### Bacaan Latihan
Pasien akan disebut telah melakukan swab dengan hasil negatif. Kemudian dikompilasikan ke dalam laporan tersebut hasil rontgen pasien, di mana kata Banu semua yang dinyatakan PDP pasti hasil pemeriksaan rontge-nya buruk.
“[Jadi] beda [swab negatif dengan kesimpulan], negatif COVID-19 itu kalau dua kali [swab negatif] terus juga gejala klinisnya tidak ada,” ujarnya.
Bisa Jadi Negatif Palsu
Kepala Balai Besar Teknik Kesehatan Lingkungan dan Pengendalian Penyakit (BBTKLPP) Yogyakarta, Irene mengatakan hasil satu kali swab tidak dapat menjadi kesimpulan bahwa sesorang negatif COVID-19.
Di laboratorium BTKLPP yang menjadi salah satu laboratorium pemeriksaan COVID-19, ia menemukan sejumlah swab yang hanya dilakukan sekali lantaran orangnya keburu meninggal dunia.
“Kalau swabnya baru satu hasilnya negatif belum bisa kami simpulkan. Tapi kalau hasilnya positif itu sudah bisa kami simpulkan,” kata Irene pertengahan Mei lalu.
Jika seorang PDP dinyatakan negatif COVID-19, maka ia harus mendapatkan hasil swab negatif dua kali. Biasanya, kata dia, sekali swab itu dilakukan di hidung dan mulut.
Ketika ada PDP meninggal baru dilakukan swab sekali, baik sebelum meninggal atau setelah meninggal dan hasilnya negatif, maka kata Irene itu tak dapat menjadi kesimpulan.
Sebab bisa jadi hasil negatif itu merupakan negatif palsu, kata Irene. Negatif palsu ini bisa disebabkan karena salah membaca hasil atau karena ada kesalahan dalam tahapan pemeriksaan.

### Tugas yang Dikerjakan
Tolong lanjutkan tulisan tentang hasil swab COVID-19 di atas, dimulai tepat setelah kalimat terakhirnya.

### Data yang Diberikan
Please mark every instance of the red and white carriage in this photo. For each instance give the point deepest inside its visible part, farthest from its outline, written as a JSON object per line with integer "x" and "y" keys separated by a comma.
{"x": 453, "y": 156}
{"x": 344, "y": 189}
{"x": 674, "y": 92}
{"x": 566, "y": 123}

### Hasil Jawaban
“Kita takutnya kalau negatif itu negatif palsu. Kalau dia positif paslu tidak apa-apa karena dia sudah ditangani dengan protokol COVID-19 dan diisolasi,” kata Irene.
Negatif palsu ini, kata Irene, bisa berbahaya karena ketika tidak ditangani dengan protokol COVID-19 maka ia bisa memungkinkan untuk menularkan ke orang lain.
Pakar Biologi Molekuler Ahmad Rusdan Handoyo Utomo menjelaskan tes swab dua kali perlu dilakukan lantaran virus itu melakukan replikasi di dalam tubuh. Virus baru melakukan replikasi dalam jumlah yang banyak sekitar sepekan setelah mengalami gejala, saat itu baru efektif ketika dilakukan swab dan harus dilakukan lagi setelahnya dalam waktu yang berbeda.
Selain itu, tes swab dengan mengambil sampel cairan tenggorok atau nasofaring sebetulnya memiliki tingkat akurasi 70 persen. Selebihnya bisa jadi nasofasing sudah bersih, namun ketika di tes melalui feses masih terdapat virus.
Untuk akurasi yang lebih tinggi cairan, kata dia, bisa diambil dari paru-paru dengan mamasukkan selang ke dalamnya. Tingkat akurasi menguji cairan dari dalam paru-paru itu bisa mencapai 90 persen. Namun hal itu, kata dia, juga memiliki risiko tinggi terhadap pasien.
“Kalau hanya dites dari bagian hidung kebawa itu bisa jadi hasilnya false negatif [negatif palsu],” kata Rusdan, Sabtu (30/5/2020).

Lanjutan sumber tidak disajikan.